It can be seen in Table 2 that the dataset ranges (Min-Max) in the G3-188 datasets are greater than in the other two datasets (G1-65 and G2-116). The values of AVG and STD in the G2-116 data category are higher than in the other two data groups (G1-65 and G3-188). The values of CV, for some parameters (H, U, U* and U/U*) in G2-116 and for some parameters (B, DL, B/H and DL/HU*) in G3-188 are high. SKW and KUT for most of the parameters (e.g. B, U*, B/H, U/U* and DL/HU*) in the G3-188 data group are greater than in the other two data groups (G1-65 and G2-116).
Frequency analysis
In order to provide an accurate interpretation of the data, the histograms of the ratios of B/H, U/U* and DL/HU* are shown in Figure 1(a)–1(c) for three datasets.
Frequency histogram of the datasets: (a) B/H; (b) U/U*; and (c) DL/HU*.
Figure 1 shows the variations of the frequency percentages for the ratios of B/H, U/U*, and DL/HU* for the studied datasets. As can be seen the values of B/H, U/U* and DL/HU* for about 30, 40, and 50% of the datasets are ranged between 30–50, 5–10 and 200–1000, respectively. About 70% of the collected dataset (Table 8) were used for training (choose randomly until the best training performance was obtained), while the remaining datasets (about 30% of the data) were used for testing the models.

**Stated task 1:**
In the passage on dataset statistics above, which data group has higher AVG and STD values than the other two?
**Stated task 2:**
Resume the passage on dataset statistics and frequency analysis, starting right after its last sentence.

**Provided material:**
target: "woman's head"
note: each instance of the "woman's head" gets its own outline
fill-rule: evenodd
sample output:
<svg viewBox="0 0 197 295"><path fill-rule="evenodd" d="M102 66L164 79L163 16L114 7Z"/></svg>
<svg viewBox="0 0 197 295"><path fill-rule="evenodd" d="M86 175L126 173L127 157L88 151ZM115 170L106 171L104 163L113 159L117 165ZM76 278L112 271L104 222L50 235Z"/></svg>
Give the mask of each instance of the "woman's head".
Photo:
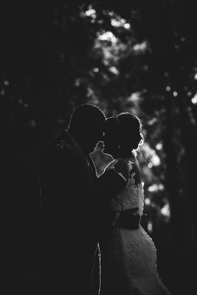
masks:
<svg viewBox="0 0 197 295"><path fill-rule="evenodd" d="M126 157L133 153L136 156L144 140L142 127L139 118L127 112L108 118L104 130L103 153L113 157L113 154L118 154L119 157Z"/></svg>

**Reply 1:**
G2-116

**Reply 2:**
Regression analysis
The relationships between the parameter DL/HU* versus B/H, U/ U* and Fr are investigated in G1-65, G2-116 and G3-188 data groups in Figure 2(a)–2(c), respectively. The value of the coefficient of determination (R2) for the relationships between DL/HU* and U/U* is 0.253 (Figure 2(a)), indicating maximum correlation among G1-65 data sets.
Relationship between DL/HU* vs. B/H, U/U* and Fr = U/√gH in (a) G1-65; (b) G2-116; and (c) G3-188 datasets.
Relationship between DL/HU* vs. B/H, U/U* and Fr = U/√gH in (a) G1-65; (b) G2-116; and (c) G3-188 datasets.
In addition, as can be seen in Figure 2(b), the maximum value of R2 (=0.351) in G2-116 datasets was observed between the parameters of DL/HU* and B/H. It should be mentioned that the relationship between DL/HU* and Fr in G1-65 datasets is very poor. In general, the relationships between DL/HU* and B/H, U/U* and Fr in all of the datasets are not strong and the methods that can estimate DL were accurately appropriate to any datasets.
Least square support vector machines (LS-SVM)
Support vector machines were first used for classification (Vapnik 1999); then, another version of SVMs was proposed by (Drucker et al. 1997). In this method, a concept known as structural risk minimization is used to minimize the error of the model, while other methods (such as ANN) use the principles of empirical risk minimization (Cristianini et al. 2000; Dibike et al. 2001). In general, the SVM is used in two or more group classification problems and regression analysis. In the SVM model, quadratic programming is used to solve the equations, making the problem complex and time-consuming (Seyedzadeh et al. 2019).
One of the factors affecting the prediction accuracy in the LS-SVM model is the selection of an appropriate kernel function. In this study, radial basis functions (RBF) were investigated. Figure 3 shows the schematic view of the flowchart used for the LS-SVM model. Table 3 presents the LS-SVM characteristics applied in the present study.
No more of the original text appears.